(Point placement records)
--------

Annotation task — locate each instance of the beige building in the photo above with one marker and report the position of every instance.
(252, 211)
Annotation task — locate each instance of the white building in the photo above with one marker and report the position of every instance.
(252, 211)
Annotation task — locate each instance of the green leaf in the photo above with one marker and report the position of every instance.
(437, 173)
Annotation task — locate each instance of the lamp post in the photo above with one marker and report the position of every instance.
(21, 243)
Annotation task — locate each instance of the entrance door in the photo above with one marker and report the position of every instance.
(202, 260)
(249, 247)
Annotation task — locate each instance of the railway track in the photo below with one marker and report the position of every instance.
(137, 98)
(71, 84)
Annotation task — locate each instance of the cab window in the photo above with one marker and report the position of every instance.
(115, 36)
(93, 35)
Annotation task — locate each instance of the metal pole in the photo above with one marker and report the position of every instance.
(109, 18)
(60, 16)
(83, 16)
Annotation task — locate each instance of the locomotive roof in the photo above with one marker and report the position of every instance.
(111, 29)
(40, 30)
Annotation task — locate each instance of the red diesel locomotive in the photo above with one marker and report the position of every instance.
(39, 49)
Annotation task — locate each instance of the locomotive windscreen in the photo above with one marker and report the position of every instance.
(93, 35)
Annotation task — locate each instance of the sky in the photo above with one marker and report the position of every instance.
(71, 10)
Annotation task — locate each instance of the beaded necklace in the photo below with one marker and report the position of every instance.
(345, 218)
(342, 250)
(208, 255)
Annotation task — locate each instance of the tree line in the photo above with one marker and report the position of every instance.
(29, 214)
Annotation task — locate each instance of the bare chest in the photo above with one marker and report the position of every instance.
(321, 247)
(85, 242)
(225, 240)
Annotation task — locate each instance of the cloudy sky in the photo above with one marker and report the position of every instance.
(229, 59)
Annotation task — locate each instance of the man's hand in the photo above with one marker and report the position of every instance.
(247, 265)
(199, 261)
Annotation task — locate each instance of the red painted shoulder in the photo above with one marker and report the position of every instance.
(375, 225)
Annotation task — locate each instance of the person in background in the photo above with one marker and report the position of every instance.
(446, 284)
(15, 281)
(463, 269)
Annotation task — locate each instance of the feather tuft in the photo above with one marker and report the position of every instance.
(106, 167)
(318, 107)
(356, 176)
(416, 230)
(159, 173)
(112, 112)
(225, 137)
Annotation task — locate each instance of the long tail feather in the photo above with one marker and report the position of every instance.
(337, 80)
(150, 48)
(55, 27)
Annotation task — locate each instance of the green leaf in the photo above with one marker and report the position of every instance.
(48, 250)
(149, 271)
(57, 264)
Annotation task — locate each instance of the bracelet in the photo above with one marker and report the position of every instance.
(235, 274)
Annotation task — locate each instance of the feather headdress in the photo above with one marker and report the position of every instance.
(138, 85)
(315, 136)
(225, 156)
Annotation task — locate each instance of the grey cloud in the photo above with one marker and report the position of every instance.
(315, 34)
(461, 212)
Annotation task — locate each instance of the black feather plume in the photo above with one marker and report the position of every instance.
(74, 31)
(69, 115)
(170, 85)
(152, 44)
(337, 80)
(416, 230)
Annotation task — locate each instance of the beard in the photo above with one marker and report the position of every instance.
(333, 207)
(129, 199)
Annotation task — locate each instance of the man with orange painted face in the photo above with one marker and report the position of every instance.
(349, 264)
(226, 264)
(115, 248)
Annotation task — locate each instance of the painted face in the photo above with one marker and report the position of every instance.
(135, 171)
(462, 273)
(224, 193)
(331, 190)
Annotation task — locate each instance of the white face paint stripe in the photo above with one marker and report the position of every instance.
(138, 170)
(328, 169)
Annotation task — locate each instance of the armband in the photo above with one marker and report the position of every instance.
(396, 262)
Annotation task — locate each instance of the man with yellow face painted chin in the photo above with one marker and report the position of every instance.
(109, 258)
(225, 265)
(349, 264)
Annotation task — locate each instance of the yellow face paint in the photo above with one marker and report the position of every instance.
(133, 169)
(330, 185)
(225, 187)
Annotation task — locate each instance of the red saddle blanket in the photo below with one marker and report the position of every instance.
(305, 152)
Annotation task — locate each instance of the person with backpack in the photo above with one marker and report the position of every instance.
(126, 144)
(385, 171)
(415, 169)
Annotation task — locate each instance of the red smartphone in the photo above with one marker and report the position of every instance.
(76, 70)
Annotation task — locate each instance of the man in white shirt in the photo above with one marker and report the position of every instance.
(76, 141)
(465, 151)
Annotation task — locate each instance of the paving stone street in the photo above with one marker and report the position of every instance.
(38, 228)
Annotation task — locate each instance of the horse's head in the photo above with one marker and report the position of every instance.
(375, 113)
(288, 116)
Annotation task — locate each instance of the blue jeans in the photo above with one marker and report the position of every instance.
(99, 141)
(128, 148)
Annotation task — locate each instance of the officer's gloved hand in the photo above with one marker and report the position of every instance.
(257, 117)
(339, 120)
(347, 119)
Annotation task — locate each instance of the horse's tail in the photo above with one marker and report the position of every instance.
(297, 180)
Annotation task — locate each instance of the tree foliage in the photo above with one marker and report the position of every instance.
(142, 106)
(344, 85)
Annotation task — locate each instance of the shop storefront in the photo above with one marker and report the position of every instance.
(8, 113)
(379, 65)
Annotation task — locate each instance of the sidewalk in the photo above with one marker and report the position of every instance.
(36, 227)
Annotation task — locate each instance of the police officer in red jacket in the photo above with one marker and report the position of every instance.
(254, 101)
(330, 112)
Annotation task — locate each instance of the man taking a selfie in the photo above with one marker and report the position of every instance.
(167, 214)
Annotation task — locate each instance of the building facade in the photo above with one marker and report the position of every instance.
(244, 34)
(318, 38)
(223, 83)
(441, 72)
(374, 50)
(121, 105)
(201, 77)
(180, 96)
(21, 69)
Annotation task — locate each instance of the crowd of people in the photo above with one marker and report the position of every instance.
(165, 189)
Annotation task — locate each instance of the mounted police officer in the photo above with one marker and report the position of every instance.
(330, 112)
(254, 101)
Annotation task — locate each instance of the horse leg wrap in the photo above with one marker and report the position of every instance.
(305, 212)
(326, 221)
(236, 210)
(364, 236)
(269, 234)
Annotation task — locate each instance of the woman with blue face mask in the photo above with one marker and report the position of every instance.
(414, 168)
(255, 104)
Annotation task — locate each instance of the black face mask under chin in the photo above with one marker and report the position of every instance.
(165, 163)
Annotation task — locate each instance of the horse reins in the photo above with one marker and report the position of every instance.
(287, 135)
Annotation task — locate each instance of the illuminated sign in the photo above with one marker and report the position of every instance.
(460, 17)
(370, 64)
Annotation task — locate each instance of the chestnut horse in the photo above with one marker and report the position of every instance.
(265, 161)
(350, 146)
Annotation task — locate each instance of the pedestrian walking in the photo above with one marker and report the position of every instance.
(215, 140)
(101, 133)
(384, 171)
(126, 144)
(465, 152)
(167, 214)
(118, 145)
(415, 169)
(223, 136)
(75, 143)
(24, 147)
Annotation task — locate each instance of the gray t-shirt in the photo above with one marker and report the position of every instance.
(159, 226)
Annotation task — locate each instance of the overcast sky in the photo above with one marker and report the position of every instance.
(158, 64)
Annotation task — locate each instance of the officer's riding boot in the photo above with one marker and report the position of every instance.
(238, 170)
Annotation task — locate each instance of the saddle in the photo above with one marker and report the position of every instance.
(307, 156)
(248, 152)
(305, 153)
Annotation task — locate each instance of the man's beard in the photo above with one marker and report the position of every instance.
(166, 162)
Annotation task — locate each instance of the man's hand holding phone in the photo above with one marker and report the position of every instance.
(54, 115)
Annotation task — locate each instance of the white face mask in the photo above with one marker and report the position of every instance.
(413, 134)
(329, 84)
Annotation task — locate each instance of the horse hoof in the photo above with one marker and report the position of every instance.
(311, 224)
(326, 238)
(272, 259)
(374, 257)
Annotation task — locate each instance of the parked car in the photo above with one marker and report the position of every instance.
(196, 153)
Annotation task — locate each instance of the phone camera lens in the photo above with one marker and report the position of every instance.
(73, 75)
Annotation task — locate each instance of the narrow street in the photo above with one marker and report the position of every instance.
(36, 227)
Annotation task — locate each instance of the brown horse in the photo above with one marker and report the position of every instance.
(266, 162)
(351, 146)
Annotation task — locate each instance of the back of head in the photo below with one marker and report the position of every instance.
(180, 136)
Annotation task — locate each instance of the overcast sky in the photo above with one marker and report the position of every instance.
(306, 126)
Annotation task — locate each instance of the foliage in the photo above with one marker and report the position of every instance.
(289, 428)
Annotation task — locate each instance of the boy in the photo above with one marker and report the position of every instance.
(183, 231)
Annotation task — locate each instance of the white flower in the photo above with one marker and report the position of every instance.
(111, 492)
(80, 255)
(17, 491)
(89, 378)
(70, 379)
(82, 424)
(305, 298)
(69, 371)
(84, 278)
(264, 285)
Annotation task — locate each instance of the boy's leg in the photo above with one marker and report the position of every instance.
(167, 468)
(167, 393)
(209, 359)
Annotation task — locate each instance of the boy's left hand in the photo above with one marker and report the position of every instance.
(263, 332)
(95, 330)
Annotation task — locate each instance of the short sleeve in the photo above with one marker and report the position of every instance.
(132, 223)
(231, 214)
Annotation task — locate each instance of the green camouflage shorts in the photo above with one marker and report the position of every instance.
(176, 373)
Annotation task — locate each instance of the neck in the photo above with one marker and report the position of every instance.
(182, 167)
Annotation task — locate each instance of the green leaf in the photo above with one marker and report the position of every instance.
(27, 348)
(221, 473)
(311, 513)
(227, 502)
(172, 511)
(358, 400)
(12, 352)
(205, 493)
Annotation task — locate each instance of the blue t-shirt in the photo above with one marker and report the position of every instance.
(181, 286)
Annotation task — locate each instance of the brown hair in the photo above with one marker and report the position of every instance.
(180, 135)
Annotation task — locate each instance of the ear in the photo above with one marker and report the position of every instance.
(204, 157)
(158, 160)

--------

Brief
Extract, verbatim, the lines from the one containing "Annotation task — locate each instance of the neck" through the last line of the listing above.

Output for this task
Annotation task — locate each instance of the neck in the photo above with one marker and report the position of every instance.
(182, 167)
Annotation task — locate each instance of the green leaf in the photo above with one marker and report the position of every instance.
(27, 348)
(221, 473)
(311, 513)
(227, 502)
(172, 511)
(358, 400)
(12, 352)
(205, 493)
Annotation task — locate each instance of the blue t-shirt in the photo above with one marker and report the position of every instance.
(181, 286)
Annotation task — locate each instance of the brown hair in the photo above with one marker and report the position of every instance.
(180, 135)
Annotation task — locate each instance of the ear in the photo above with one marker and report the position of every instance.
(204, 157)
(158, 160)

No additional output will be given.